**GIVEN TASK**
Starting at the line that holds "Expected behaviour: the pointer places one marker on the doll in", set down each line through the end of the listing, exactly as written and with nothing added.
━━━━━ DATA ROWS
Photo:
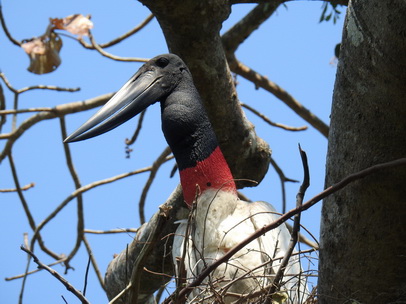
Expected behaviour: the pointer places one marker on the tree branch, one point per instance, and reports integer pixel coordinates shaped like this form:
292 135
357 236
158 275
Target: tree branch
154 169
120 38
54 273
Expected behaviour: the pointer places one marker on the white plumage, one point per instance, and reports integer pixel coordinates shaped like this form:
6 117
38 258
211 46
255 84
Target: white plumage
221 221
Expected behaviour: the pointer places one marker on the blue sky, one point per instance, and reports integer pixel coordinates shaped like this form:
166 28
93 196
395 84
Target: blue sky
292 48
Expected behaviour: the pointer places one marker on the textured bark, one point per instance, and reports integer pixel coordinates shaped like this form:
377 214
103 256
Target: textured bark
192 31
363 233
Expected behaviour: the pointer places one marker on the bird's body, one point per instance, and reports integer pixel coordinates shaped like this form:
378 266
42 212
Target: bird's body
220 220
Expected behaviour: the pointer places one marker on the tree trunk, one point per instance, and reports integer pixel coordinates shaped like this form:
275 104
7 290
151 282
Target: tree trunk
363 232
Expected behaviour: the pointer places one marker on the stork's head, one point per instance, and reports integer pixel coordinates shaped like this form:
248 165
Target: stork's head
153 82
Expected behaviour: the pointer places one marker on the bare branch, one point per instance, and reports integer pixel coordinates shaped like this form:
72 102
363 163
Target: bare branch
275 124
57 111
295 231
144 254
34 271
27 211
54 273
239 32
3 24
81 190
263 82
94 263
76 181
122 37
47 87
137 130
35 87
112 231
26 187
283 179
8 112
111 56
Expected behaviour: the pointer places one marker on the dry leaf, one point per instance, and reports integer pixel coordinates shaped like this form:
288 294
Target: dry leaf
75 24
43 53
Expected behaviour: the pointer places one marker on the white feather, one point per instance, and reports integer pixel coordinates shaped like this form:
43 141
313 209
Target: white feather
222 221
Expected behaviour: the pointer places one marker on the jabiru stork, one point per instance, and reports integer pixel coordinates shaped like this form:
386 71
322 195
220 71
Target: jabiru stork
220 219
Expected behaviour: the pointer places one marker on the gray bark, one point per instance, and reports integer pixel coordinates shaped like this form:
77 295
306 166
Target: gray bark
362 248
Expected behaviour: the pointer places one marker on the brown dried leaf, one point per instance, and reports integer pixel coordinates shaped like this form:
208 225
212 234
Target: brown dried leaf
75 24
43 53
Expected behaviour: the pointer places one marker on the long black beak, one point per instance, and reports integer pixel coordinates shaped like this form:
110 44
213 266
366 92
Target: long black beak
136 95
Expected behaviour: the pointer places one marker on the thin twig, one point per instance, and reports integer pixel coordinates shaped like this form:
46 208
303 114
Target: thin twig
27 211
120 38
33 271
144 254
295 231
263 82
87 274
82 190
57 111
80 216
35 87
94 263
275 124
283 179
48 87
26 187
137 130
334 188
3 24
111 56
7 112
54 273
111 231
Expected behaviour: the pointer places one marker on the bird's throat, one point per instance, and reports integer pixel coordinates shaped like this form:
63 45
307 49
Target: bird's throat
210 173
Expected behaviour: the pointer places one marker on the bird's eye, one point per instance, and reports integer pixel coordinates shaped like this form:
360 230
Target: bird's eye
162 62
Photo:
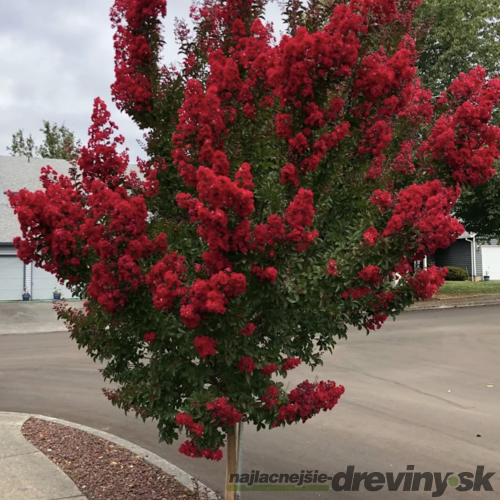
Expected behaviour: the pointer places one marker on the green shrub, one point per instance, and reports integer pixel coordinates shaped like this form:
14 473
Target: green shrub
457 274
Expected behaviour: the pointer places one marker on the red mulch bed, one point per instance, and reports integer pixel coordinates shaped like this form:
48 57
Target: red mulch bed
103 470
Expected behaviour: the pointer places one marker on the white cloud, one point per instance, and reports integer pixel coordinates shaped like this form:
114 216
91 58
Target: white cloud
56 56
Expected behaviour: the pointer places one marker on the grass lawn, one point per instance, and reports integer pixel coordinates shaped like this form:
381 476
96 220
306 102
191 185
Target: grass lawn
469 288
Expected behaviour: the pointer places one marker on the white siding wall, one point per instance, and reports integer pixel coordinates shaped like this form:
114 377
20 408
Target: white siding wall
11 278
491 261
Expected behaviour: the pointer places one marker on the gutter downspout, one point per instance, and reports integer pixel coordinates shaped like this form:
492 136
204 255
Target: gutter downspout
472 256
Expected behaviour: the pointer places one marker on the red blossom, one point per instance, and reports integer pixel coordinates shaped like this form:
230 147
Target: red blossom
371 274
371 236
248 330
331 268
269 369
290 364
150 337
205 346
225 413
426 283
246 365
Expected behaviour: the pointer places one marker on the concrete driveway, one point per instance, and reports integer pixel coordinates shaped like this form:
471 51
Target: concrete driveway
416 394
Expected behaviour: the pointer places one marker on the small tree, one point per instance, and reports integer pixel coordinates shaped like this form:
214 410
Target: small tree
457 35
22 146
292 179
58 143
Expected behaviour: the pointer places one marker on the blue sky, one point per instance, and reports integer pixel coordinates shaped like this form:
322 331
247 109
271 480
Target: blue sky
56 56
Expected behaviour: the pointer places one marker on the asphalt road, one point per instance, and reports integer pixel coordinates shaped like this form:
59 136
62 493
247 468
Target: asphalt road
416 394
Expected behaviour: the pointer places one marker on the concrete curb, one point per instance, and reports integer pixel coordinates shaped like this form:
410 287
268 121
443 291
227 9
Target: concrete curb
182 477
450 305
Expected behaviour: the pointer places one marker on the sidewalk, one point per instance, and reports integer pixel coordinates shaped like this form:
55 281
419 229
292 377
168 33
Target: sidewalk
25 472
30 317
448 302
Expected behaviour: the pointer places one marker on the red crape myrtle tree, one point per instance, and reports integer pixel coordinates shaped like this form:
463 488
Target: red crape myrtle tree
288 181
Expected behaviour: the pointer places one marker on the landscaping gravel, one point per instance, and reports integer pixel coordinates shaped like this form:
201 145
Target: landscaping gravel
103 470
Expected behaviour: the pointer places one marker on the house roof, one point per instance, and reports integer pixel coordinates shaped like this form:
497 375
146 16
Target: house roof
19 172
16 173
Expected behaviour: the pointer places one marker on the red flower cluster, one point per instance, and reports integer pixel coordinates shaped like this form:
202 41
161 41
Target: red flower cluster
248 330
356 293
376 321
205 346
307 399
371 274
185 420
132 90
371 236
269 369
246 365
268 274
331 268
226 414
426 283
211 296
427 208
150 337
191 449
290 364
270 397
464 140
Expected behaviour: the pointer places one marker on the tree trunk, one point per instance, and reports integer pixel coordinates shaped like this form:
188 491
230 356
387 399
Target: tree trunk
231 461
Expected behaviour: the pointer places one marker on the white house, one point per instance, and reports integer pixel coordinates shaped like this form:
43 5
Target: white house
478 258
17 172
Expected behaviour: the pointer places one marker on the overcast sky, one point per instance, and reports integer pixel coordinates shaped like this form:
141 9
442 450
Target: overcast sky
56 56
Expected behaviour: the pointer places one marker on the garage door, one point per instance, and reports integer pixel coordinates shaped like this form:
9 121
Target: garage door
491 261
11 278
43 284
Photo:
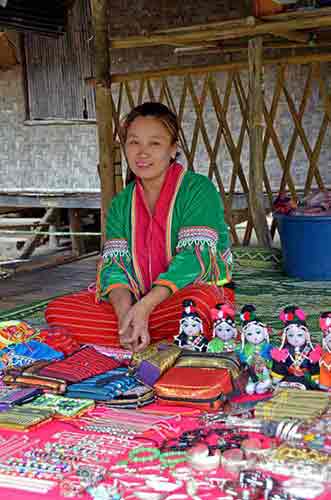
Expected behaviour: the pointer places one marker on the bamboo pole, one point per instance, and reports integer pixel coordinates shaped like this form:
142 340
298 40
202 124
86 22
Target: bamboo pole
256 198
104 111
229 30
212 68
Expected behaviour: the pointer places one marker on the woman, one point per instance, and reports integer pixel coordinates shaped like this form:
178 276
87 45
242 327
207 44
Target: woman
167 241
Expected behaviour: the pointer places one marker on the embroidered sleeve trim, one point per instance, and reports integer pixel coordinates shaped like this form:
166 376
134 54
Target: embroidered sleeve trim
115 248
116 286
197 236
166 283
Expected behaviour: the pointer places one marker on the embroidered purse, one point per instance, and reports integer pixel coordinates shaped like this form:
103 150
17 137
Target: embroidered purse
36 381
150 370
81 365
104 387
21 419
228 361
12 396
61 406
137 397
205 388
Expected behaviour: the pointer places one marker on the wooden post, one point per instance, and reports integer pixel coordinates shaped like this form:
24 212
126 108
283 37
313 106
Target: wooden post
104 111
77 242
256 199
33 241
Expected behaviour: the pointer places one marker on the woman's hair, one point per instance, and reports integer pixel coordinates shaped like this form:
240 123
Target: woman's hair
156 110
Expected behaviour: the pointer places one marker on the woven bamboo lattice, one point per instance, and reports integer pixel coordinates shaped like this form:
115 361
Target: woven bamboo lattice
213 134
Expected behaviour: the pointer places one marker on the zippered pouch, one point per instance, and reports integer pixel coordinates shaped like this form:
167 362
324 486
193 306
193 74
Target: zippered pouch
62 406
227 361
80 366
23 419
12 396
104 387
205 388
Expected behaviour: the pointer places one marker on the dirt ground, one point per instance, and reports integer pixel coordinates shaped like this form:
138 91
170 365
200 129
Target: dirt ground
26 287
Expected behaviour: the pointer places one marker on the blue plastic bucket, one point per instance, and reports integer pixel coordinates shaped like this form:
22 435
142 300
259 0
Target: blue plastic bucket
306 246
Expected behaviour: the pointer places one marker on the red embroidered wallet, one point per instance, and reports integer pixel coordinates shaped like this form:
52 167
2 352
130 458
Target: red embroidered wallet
204 388
79 366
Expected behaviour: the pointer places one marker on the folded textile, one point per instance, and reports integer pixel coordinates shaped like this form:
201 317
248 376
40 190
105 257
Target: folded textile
61 406
150 370
81 365
15 332
19 418
59 339
32 380
25 354
11 396
205 388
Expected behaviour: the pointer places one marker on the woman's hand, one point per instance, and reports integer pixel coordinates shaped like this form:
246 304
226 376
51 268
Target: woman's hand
133 331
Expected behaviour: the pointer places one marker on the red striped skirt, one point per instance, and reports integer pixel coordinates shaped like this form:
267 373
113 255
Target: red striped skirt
93 323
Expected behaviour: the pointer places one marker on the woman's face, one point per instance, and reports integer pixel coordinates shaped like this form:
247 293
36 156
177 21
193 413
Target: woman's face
224 331
149 148
295 336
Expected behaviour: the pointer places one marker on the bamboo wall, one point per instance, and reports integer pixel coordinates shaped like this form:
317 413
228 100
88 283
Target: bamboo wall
297 131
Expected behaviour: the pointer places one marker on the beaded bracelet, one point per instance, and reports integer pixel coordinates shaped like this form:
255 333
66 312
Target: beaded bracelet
172 458
144 454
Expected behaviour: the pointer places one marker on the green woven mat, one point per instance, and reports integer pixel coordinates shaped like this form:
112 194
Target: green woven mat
259 281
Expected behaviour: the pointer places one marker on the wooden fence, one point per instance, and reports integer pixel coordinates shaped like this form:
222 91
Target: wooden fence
203 98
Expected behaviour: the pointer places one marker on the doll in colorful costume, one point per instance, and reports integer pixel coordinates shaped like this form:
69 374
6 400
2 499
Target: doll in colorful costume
225 332
325 360
296 361
190 334
255 351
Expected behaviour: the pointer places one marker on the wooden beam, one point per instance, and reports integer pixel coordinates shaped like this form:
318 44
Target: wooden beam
232 66
248 27
256 198
220 48
294 36
33 241
77 242
104 109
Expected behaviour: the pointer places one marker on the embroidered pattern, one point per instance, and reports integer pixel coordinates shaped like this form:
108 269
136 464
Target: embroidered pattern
197 236
115 248
227 257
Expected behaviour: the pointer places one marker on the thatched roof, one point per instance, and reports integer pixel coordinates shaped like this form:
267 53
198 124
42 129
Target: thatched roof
40 16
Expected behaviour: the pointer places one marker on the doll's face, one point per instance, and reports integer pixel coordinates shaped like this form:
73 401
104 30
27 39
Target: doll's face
━━━━━━━━━━
**SOLUTION**
Expected behaviour: the pointer places one marker on the doll in colorful costume, one point per instance, and reports integer pixel coordinates shaped like this form:
69 374
6 400
2 499
Target: doll in colorful costume
225 332
325 360
296 361
190 334
255 351
Expected behaviour: the pointer places one marker on the wooden beam, one point per instance, and reports integer pixel coordinates shaped like this form:
318 44
Target: wooden beam
232 66
248 27
256 198
220 48
294 36
33 241
77 242
104 109
Expected behaviour: the pointer places one marker on the embroidered pattern, one point per instance, and reports integer pixel coordinates shaped like this form:
108 269
136 464
Target: embroidered pattern
197 236
115 248
227 257
Expected behaviour: the pointer places one marker on the thatched roof, one point per instance, and reports integer pixel coordinates shaped like this form:
267 53
198 124
42 129
Target: thatched roof
40 16
Expected behaviour: the pointer places one marker on the doll's face, one point per instance, and reports integer pixel coordinates shaped like this form:
73 401
104 30
27 39
Target: doll's face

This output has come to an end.